AIM> Please report every line below that contains the word "nothing", copying each such line in full.

begin PROVIDED RECORDS

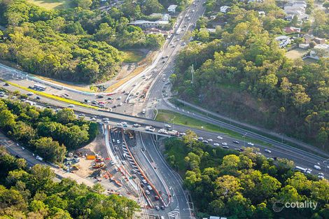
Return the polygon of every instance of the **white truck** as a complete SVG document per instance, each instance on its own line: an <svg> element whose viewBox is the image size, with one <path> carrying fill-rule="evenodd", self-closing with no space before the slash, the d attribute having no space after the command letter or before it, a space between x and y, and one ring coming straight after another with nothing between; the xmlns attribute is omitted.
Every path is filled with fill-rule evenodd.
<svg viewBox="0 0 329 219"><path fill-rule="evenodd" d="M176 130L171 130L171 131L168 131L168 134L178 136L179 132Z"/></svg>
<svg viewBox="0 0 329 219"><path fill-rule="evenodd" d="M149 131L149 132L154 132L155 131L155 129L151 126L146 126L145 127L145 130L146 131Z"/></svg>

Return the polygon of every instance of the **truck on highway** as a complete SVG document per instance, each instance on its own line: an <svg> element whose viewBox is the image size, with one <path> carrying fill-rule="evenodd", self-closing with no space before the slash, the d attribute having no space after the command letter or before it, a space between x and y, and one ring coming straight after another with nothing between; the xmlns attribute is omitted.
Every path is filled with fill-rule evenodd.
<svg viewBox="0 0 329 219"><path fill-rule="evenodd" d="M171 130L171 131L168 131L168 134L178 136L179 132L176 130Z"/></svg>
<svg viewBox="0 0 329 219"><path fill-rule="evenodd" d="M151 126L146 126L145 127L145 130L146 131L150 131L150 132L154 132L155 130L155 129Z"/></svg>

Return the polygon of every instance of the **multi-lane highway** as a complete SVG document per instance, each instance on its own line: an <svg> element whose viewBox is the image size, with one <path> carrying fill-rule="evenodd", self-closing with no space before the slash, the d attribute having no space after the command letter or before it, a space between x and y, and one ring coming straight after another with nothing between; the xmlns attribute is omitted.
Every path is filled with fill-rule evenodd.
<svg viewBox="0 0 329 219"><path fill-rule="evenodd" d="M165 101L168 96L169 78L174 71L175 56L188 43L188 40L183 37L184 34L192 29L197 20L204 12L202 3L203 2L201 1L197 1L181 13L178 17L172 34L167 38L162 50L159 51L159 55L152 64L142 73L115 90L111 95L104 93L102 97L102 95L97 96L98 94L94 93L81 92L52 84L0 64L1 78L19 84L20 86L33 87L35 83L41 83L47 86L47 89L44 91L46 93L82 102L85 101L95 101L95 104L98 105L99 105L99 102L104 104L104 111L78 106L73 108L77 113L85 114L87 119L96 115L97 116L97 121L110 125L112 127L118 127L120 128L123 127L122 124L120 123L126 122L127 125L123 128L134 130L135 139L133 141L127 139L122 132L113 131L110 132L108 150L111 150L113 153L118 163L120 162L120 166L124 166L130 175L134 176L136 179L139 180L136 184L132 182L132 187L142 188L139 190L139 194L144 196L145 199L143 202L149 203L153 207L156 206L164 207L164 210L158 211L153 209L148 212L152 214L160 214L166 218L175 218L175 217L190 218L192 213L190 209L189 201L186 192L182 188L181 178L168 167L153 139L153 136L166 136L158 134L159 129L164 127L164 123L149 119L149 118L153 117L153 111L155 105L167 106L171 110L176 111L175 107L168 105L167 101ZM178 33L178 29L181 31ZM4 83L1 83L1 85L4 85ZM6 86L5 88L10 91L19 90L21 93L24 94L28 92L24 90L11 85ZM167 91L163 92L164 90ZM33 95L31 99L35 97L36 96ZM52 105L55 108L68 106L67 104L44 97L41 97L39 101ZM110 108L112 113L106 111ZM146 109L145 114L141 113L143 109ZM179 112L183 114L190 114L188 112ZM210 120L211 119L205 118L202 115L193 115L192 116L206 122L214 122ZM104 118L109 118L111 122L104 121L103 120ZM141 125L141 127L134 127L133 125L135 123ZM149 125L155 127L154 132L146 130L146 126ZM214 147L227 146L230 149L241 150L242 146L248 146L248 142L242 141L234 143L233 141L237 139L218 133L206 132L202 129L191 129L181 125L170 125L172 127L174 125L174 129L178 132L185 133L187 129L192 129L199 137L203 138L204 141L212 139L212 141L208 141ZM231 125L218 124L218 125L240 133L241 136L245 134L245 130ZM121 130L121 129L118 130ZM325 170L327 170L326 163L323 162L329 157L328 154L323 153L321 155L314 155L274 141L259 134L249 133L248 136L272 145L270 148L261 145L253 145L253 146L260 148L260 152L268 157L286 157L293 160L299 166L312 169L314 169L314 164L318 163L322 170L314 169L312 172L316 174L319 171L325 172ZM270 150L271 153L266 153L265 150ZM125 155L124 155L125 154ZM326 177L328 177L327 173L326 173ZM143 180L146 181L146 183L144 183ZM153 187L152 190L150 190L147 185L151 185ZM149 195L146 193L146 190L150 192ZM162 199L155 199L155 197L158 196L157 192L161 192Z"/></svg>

end PROVIDED RECORDS

OUTPUT FOR THIS EXERCISE>
Return the polygon of every instance of the **white truck** as a complete SVG document per instance, each instance on its own line: an <svg> element whose viewBox is the image size, with one <path> carrying fill-rule="evenodd", self-closing with no space before the slash, the d attribute having no space after the command letter or before it, a space between x and y, and one ring coming straight after another with nothing between; the xmlns attribute is omitted.
Return the polygon of every instance of the **truck on highway** as a complete SVG document per instance, each instance on its own line: an <svg> element whose viewBox is the image size, with one <path> carrying fill-rule="evenodd", self-closing with no space before the slash, the d attribute having no space after the command letter or before it, a space between x and y, and one ring coming straight after another with nothing between; the xmlns attribute is omitted.
Return the polygon of every instance of the **multi-lane highway** as a complete SVG document per instance, each instance on its own line: an <svg> element whose viewBox is the image size, with one <path> carrying fill-rule="evenodd", self-closing with no space before the slash, the d attribute having no space after the command letter or before it, a space between x and y, and one ring coming straight after another with nothing between; the xmlns attribute is omitted.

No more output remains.